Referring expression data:
►

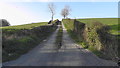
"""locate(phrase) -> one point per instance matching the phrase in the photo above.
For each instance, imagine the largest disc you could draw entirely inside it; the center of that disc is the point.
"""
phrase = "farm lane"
(69, 55)
(41, 55)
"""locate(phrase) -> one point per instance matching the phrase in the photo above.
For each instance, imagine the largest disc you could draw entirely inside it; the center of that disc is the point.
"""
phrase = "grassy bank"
(18, 40)
(95, 35)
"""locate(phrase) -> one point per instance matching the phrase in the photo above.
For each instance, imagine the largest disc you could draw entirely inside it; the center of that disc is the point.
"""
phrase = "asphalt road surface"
(70, 54)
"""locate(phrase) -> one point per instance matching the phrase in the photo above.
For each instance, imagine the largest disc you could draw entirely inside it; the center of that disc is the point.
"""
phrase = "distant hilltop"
(4, 22)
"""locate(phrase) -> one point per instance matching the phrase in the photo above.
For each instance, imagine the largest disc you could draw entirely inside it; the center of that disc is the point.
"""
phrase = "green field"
(112, 22)
(25, 26)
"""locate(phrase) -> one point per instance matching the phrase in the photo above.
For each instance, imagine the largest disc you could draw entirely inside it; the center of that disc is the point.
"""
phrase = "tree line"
(64, 12)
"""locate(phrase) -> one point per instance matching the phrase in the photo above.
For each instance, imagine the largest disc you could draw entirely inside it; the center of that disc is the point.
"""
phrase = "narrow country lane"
(70, 54)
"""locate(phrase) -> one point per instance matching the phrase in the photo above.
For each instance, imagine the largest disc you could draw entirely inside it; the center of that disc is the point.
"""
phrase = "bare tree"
(51, 7)
(65, 11)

◄

> To do
Transcribe each record above exactly, leaving every picture out of the copy.

> Task answer
"""locate(phrase) -> one point per instance matching the phrase in the photo above.
For each instance, imagine the largest disc you could draw entirely inside it; the center of that disc is the point.
"""
phrase = "farm lane"
(69, 55)
(41, 55)
"""locate(phrase) -> one point per instance matching the phrase in the photo above.
For each instance, imagine the largest disc you could draw entirely inside it; the center of that disc is the point.
"""
phrase = "grassy bank"
(18, 40)
(95, 35)
"""locate(phrase) -> one point per instance matching the phrase in the photo above.
For each instance, imagine the largest disc you could draw entirely inside it; the center of that disc is the point.
"""
phrase = "asphalt road surface"
(70, 54)
"""locate(phrase) -> one point per instance matching the phrase in the photo above.
For each instance, imagine the largest disc you could draw entirely inside it; the center of that disc is the point.
"""
phrase = "distant hilltop"
(4, 22)
"""locate(phrase) -> one point per instance matching the phrase in the photo above.
For each instance, imagine the largest disc you could draw entirely inside it; the center of that disc is the point.
"""
phrase = "green field"
(112, 22)
(25, 26)
"""locate(phrase) -> one point per instance matching the phrase in the photo above.
For each instance, imagine the largest disc you could draw entirely inside it; the center of that disc is the point.
"""
phrase = "tree line"
(64, 12)
"""locate(phrase) -> one point per instance matching the phrase in the photo above.
For each instance, imagine the largest disc you could draw entirely inside it; the center of that disc is the point.
"""
phrase = "narrow country lane"
(70, 54)
"""locate(phrase) -> one point per instance matching the phrase in the photo above.
For each instance, imagine the largest disc you could draw entirely inside it; the center of that disc is the point.
"""
phrase = "bare tree"
(51, 7)
(65, 11)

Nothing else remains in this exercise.